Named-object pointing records
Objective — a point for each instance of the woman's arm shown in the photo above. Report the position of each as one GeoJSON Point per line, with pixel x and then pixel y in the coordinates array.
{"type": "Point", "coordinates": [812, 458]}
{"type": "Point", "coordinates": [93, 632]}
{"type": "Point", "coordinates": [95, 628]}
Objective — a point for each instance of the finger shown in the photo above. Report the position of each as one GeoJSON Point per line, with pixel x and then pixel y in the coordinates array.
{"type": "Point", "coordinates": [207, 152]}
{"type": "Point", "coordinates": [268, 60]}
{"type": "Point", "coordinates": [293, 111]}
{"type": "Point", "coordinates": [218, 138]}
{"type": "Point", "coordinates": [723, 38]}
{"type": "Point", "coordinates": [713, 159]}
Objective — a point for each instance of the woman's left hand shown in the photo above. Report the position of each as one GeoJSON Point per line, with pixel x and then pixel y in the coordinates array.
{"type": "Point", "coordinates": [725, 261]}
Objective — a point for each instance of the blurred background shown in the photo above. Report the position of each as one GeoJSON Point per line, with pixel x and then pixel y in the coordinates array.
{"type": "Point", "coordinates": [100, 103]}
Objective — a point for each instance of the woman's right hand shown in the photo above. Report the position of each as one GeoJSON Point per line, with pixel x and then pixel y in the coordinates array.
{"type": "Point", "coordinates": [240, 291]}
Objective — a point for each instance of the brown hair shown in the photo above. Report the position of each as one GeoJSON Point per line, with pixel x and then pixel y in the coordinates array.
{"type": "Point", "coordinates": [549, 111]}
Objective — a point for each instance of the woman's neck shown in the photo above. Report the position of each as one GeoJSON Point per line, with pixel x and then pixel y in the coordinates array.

§ **What to work on**
The records above must be repeated exactly, every one of them.

§ **Task answer**
Objective — a point for each instance of the woman's arm shown in the photo above. Report the position of each as one GeoJSON Point per line, with pixel x and then pixel y in the coordinates array.
{"type": "Point", "coordinates": [812, 458]}
{"type": "Point", "coordinates": [93, 632]}
{"type": "Point", "coordinates": [95, 628]}
Objective — a point for each instance of the finger shown in the photo above. Report the position of each as one GeoJSON Point per line, with pixel x and then pixel y in the coordinates array.
{"type": "Point", "coordinates": [207, 152]}
{"type": "Point", "coordinates": [268, 60]}
{"type": "Point", "coordinates": [293, 111]}
{"type": "Point", "coordinates": [218, 138]}
{"type": "Point", "coordinates": [723, 38]}
{"type": "Point", "coordinates": [713, 159]}
Objective — a point for each instance of the woman's left hand shown in the photo above. Report the position of each as one GeoJSON Point per line, with pixel x and then pixel y in the coordinates array.
{"type": "Point", "coordinates": [725, 261]}
Objective — a point for each instance of the blurred background shown in the photo above. Report the position of each as one GeoJSON Point per line, with pixel x and then pixel y in the coordinates array.
{"type": "Point", "coordinates": [100, 103]}
Objective — a point for each instance of the woman's right hand shown in the photo above. Report the position of each as one GeoJSON Point per line, with pixel x and then pixel y in the coordinates array.
{"type": "Point", "coordinates": [240, 291]}
Objective — a point for each instance of the brown hair shown in the photo above. Report the position of each as one GeoJSON Point per line, with pixel x and then pixel y in the coordinates array.
{"type": "Point", "coordinates": [549, 111]}
Objective — a point for each instance of the woman's neck shown in the photo above. Report the position of each as one GeoJSON Point per line, with pixel x and then pixel y in the coordinates array.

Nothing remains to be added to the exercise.